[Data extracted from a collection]
++++++++++++++++++++
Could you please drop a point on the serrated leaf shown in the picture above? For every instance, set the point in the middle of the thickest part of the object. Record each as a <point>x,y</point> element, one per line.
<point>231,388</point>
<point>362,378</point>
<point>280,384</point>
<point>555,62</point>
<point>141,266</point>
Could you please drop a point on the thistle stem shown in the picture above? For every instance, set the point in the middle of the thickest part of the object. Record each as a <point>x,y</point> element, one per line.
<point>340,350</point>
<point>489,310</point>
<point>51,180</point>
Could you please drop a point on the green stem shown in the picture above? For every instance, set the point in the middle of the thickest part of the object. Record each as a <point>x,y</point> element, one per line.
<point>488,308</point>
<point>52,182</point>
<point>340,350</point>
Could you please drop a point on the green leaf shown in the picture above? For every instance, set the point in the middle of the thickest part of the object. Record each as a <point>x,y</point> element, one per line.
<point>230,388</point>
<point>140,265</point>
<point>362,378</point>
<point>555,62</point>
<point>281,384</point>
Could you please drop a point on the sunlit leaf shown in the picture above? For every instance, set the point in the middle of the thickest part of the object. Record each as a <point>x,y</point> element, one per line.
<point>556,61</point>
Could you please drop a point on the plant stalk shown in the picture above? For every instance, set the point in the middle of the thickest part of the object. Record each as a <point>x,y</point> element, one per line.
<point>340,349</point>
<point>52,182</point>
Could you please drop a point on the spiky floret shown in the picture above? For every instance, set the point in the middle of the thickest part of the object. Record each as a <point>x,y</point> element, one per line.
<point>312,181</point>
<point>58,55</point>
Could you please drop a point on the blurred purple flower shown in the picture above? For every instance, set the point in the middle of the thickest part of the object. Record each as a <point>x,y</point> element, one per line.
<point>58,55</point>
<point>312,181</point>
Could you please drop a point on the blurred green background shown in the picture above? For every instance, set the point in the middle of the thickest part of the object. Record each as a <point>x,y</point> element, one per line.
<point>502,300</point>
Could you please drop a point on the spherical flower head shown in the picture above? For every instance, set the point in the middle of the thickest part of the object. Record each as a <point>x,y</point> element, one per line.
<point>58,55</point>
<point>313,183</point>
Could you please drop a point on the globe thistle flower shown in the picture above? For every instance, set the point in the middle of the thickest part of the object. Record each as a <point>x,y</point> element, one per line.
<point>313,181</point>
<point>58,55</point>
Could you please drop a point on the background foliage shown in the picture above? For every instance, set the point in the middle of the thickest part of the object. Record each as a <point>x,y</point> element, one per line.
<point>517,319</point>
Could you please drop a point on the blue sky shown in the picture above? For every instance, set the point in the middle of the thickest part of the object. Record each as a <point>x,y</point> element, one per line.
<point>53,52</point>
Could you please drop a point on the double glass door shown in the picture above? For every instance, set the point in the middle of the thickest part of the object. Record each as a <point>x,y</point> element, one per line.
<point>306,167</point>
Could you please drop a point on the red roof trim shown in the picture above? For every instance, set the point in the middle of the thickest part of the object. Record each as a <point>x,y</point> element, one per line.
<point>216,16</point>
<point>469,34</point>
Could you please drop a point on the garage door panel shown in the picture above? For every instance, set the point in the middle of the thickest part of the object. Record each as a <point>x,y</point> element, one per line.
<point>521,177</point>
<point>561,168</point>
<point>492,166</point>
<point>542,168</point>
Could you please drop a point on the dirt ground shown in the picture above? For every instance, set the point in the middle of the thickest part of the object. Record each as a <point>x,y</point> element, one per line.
++++++++++++++++++++
WORK TO COMPLETE → An exact copy of every line above is what this asks for.

WRITTEN ANSWER →
Could you please drop a point on the serrated leaf shown in the picture above? For every instance, set the point in the middle of the thickest part of the object. Record each as a <point>x,y</point> element, one per line.
<point>231,388</point>
<point>362,378</point>
<point>280,384</point>
<point>555,62</point>
<point>141,266</point>
Could you please drop a point on the thistle stem shown in the picture above? For every instance, set the point in the middle of the thickest part of the object. Record each as a <point>x,y</point> element, one per line.
<point>340,350</point>
<point>489,310</point>
<point>51,180</point>
Could you please drop a point on the green stem shown in the picture above? For every instance, set the point in the middle of the thickest part of the object. Record each as a <point>x,y</point> element, one per line.
<point>488,308</point>
<point>52,182</point>
<point>340,350</point>
Could you please drop a point on the green leaf shown in the picture above? For every instance, set the point in the middle of the thickest part of the object. Record each as a <point>x,y</point> element, one per line.
<point>230,388</point>
<point>140,265</point>
<point>362,378</point>
<point>555,62</point>
<point>281,384</point>
Could you please drop a point on the sunlit leaf shown in the picture above? For every instance, set the point in the middle of the thickest part of the object. Record each as a <point>x,y</point> element, one per line.
<point>556,61</point>
Could you please drop a point on the plant stalk shown in the picture above? For every instance, set the point in the middle of the thickest part of the object. Record each as a <point>x,y</point> element, one per line.
<point>340,349</point>
<point>52,182</point>
Could you please drop a point on the spiky floret shown in the picture above? For every instance, set the point in the middle of the thickest part of the object. Record each as a <point>x,y</point> element, one per line.
<point>312,181</point>
<point>58,55</point>
Could you please drop a point on the blurred purple flower shown in the picture above? For every instance, set the point in the middle of the thickest part of the object. Record each as a <point>x,y</point> element, one per line.
<point>58,55</point>
<point>312,181</point>
Could you please drop a point on the blurred green background shown in the picture above? For every instance, set the point in the middle of the thickest part of the object. Record each as a <point>x,y</point> element, one per line.
<point>502,300</point>
Could you please drop a point on the spherical flower head shown in the picture above? For every instance, set the point in the middle of the thickest part of the object. Record each as a <point>x,y</point> element, one per line.
<point>58,55</point>
<point>313,183</point>
Could you please drop a point on the globe thistle flower shown in the picture above? For every instance, set the point in the middle of the thickest part of the object. Record each as a <point>x,y</point> element, one per line.
<point>313,181</point>
<point>58,55</point>
Could you please drop a point on the background foliage shown in the picture above? For every instance, set the point in the middle of the thickest part of the object. Record each as a <point>x,y</point> element, one per line.
<point>517,319</point>
Could you please drop a point on the blue sky shown in the picture above? For every instance, set the point in the middle of the thickest part of the object. Record each as a <point>x,y</point> element, one per line.
<point>53,52</point>
Could you please drop a point on the double glass door shown in the picture above? For every instance, set the point in the middle of the thickest part of the object. Record each as a <point>x,y</point> element, one per line.
<point>306,167</point>
Could you please drop a point on the red roof trim shown in the picture above? For every instance, set the point in the middle of the thickest part of the object. Record each as a <point>x,y</point> element, one per line.
<point>216,16</point>
<point>469,34</point>
Could you please drop a point on the garage door panel shown in the picture above? For every instance, set the point in the middle of the thickest part of the object. Record each as a <point>x,y</point> element, one per line.
<point>521,177</point>
<point>561,168</point>
<point>492,166</point>
<point>542,168</point>
Could you please drop a point on the dirt ground shown in the picture above? For every instance, set the point in the middle of the thickest part of the object. Record each as a <point>x,y</point> element, one per line.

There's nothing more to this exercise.